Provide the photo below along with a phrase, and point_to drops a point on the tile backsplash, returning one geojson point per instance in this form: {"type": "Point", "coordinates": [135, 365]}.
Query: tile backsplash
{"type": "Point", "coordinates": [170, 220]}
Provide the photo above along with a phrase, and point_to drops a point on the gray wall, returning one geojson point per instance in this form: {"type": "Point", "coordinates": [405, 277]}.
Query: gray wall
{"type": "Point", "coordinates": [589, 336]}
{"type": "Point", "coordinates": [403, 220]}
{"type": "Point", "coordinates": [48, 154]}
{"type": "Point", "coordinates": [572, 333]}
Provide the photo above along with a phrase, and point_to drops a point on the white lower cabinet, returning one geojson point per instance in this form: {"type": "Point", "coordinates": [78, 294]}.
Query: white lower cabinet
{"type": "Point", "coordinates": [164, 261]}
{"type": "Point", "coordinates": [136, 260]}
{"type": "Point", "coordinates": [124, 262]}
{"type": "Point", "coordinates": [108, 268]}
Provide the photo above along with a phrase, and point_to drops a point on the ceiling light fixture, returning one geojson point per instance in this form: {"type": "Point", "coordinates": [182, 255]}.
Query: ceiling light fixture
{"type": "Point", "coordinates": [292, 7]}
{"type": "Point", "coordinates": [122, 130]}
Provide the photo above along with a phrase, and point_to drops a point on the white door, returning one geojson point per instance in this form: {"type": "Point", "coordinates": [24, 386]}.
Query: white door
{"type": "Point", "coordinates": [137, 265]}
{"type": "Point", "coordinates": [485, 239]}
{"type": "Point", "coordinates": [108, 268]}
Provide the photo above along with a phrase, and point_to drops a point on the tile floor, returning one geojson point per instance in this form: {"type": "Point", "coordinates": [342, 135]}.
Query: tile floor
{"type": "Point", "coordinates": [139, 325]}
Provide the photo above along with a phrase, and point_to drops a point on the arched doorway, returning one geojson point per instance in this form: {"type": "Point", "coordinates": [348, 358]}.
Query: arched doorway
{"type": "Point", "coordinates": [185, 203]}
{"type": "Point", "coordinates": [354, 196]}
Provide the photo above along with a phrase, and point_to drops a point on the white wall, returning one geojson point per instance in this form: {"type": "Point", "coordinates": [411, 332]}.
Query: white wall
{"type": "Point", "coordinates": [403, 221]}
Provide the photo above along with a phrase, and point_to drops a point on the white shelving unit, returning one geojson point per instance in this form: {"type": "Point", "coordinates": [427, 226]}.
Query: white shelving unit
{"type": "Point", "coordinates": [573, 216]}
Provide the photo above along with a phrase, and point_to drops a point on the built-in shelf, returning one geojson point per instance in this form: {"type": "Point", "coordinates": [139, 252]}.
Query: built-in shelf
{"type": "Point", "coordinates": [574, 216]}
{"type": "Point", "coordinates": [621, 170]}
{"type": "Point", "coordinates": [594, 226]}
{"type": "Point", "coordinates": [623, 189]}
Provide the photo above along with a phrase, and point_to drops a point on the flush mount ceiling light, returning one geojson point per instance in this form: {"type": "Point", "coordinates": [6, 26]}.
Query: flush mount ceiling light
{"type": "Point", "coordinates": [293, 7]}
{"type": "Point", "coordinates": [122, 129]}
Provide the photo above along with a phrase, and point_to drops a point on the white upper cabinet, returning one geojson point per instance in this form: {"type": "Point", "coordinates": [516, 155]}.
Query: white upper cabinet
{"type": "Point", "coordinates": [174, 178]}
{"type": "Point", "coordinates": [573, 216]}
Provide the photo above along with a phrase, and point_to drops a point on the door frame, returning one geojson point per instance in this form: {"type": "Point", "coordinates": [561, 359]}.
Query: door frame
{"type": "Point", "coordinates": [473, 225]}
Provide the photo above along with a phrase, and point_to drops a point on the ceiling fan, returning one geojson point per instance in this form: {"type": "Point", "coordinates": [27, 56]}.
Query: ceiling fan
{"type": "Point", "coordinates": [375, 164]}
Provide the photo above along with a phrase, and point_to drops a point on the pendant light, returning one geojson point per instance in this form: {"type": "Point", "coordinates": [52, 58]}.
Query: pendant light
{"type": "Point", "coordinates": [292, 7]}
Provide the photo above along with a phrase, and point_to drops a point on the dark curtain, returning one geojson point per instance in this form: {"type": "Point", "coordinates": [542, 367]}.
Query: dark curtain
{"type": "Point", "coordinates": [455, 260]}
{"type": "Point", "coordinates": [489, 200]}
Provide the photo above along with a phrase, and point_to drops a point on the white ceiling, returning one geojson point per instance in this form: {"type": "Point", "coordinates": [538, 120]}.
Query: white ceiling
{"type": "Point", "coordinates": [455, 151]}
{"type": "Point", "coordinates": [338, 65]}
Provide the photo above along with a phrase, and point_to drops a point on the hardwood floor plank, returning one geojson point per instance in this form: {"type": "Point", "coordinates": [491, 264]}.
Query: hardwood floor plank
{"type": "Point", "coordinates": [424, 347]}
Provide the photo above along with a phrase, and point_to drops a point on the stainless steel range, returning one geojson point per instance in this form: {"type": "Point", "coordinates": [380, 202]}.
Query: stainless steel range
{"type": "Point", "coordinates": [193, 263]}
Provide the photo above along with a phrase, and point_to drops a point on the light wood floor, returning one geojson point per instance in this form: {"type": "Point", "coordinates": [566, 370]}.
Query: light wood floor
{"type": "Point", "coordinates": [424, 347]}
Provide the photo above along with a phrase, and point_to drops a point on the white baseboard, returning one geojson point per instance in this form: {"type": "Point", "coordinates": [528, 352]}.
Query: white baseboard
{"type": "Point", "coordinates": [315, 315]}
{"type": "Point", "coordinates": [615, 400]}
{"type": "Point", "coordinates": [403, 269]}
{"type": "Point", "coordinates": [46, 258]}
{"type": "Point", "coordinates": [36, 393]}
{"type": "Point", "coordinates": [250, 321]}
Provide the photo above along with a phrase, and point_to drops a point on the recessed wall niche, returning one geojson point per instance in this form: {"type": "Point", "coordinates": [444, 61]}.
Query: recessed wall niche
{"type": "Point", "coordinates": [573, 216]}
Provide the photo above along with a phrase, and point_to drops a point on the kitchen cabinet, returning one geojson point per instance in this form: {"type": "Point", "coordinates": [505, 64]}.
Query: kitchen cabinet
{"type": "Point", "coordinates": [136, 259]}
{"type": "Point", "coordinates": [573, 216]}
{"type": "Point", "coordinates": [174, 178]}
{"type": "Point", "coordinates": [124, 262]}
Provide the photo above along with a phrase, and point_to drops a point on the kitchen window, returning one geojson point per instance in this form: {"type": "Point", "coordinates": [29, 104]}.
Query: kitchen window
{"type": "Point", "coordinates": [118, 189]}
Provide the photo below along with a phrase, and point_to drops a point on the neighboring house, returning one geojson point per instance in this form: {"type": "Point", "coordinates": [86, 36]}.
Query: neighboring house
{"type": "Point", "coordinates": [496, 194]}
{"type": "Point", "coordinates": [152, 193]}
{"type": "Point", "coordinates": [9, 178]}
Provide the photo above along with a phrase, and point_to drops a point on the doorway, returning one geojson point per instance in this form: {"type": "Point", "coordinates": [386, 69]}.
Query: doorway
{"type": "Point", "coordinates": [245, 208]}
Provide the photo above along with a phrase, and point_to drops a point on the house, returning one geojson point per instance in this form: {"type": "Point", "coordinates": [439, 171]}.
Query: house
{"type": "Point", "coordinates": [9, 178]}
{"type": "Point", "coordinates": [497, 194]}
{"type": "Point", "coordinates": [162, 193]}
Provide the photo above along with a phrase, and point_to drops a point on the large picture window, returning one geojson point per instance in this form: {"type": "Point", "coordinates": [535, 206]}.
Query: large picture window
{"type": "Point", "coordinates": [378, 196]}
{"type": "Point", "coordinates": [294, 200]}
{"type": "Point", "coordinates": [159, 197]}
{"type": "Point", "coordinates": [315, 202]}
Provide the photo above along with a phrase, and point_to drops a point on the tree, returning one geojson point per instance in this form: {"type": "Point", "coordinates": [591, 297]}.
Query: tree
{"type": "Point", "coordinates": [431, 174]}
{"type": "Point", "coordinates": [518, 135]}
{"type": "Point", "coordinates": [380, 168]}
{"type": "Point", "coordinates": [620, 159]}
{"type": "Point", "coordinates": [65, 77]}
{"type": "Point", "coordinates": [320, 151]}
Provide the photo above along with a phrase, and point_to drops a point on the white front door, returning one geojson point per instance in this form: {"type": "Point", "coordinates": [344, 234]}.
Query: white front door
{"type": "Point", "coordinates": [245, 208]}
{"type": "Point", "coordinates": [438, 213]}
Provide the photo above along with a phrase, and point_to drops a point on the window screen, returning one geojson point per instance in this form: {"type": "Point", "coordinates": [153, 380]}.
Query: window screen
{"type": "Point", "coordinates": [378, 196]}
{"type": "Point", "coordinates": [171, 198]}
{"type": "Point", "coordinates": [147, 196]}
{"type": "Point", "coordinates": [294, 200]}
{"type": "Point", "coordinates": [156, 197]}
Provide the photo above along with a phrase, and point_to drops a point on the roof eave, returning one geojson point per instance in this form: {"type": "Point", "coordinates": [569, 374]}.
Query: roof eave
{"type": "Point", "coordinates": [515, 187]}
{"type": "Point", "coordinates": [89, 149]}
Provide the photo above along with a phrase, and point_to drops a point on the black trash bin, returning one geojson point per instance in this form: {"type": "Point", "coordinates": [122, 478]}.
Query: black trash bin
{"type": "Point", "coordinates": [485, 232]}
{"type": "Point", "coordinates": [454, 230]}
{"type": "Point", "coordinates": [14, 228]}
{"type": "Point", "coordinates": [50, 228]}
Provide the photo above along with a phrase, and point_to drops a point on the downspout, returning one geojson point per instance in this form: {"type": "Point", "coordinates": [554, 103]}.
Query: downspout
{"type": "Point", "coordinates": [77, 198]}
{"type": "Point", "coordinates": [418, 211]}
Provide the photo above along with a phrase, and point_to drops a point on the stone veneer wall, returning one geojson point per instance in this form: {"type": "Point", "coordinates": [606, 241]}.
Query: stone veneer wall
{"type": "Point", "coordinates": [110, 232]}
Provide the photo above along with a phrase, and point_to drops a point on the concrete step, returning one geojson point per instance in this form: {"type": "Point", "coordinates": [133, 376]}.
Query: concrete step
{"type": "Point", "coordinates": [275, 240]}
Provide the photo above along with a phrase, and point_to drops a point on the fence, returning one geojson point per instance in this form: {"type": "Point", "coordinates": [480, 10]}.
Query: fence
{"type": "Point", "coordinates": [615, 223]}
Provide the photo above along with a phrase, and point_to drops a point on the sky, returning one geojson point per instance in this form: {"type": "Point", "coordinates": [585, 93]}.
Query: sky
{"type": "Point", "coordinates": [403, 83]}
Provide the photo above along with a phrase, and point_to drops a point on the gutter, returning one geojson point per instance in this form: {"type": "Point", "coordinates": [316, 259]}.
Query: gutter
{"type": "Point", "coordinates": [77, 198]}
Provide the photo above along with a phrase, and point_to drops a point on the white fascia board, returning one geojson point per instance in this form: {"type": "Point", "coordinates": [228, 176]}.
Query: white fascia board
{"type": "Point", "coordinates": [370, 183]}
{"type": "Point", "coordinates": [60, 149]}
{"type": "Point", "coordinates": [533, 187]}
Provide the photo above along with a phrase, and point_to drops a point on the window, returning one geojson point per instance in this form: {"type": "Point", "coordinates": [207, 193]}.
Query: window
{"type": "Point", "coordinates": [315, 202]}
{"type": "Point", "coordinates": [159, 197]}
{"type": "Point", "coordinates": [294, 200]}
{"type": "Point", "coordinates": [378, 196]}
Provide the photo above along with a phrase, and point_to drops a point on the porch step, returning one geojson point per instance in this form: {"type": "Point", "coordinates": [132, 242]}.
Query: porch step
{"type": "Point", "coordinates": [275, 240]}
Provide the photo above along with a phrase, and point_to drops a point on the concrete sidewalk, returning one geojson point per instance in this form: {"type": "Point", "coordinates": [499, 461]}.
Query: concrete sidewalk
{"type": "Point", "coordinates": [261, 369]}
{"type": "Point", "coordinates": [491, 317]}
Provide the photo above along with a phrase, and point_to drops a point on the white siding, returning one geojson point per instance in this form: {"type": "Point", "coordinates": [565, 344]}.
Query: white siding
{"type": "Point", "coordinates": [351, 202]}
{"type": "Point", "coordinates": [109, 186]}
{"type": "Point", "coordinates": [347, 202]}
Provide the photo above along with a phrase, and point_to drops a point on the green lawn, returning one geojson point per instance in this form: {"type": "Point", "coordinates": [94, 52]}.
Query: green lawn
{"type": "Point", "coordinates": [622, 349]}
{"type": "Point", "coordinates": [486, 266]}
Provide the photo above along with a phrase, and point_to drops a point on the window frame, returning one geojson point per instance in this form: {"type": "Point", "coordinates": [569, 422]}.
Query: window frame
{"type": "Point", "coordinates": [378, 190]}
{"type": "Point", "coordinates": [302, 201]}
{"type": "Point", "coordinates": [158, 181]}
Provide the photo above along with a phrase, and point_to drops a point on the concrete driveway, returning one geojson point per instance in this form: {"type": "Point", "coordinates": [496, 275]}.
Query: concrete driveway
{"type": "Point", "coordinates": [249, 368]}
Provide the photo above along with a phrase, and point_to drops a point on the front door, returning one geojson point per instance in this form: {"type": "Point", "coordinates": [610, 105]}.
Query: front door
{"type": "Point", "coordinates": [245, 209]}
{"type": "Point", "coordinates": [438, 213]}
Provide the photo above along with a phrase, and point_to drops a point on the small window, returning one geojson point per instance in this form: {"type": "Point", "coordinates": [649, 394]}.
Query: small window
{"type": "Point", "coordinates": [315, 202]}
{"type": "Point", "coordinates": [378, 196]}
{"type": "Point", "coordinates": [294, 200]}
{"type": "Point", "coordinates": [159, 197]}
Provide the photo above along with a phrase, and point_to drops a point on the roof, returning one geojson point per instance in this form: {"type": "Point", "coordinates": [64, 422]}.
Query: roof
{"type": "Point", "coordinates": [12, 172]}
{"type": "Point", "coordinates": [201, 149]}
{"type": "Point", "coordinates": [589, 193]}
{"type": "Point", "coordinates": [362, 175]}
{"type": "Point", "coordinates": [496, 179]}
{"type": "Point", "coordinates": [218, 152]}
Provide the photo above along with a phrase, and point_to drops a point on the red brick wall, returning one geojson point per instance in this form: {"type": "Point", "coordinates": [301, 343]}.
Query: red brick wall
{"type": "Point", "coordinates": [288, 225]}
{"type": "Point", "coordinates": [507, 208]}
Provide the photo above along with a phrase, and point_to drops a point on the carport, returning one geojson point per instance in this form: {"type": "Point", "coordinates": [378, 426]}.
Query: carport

########################################

Begin with the line above that has "Query: gutter" and continue through the line that has "the white fascia", setting each one down exactly. Stop there.

Query: gutter
{"type": "Point", "coordinates": [77, 198]}
Provide the photo above along with a phrase, and point_to drops a point on the white fascia board, returning one geojson point per instance in this form: {"type": "Point", "coordinates": [228, 176]}.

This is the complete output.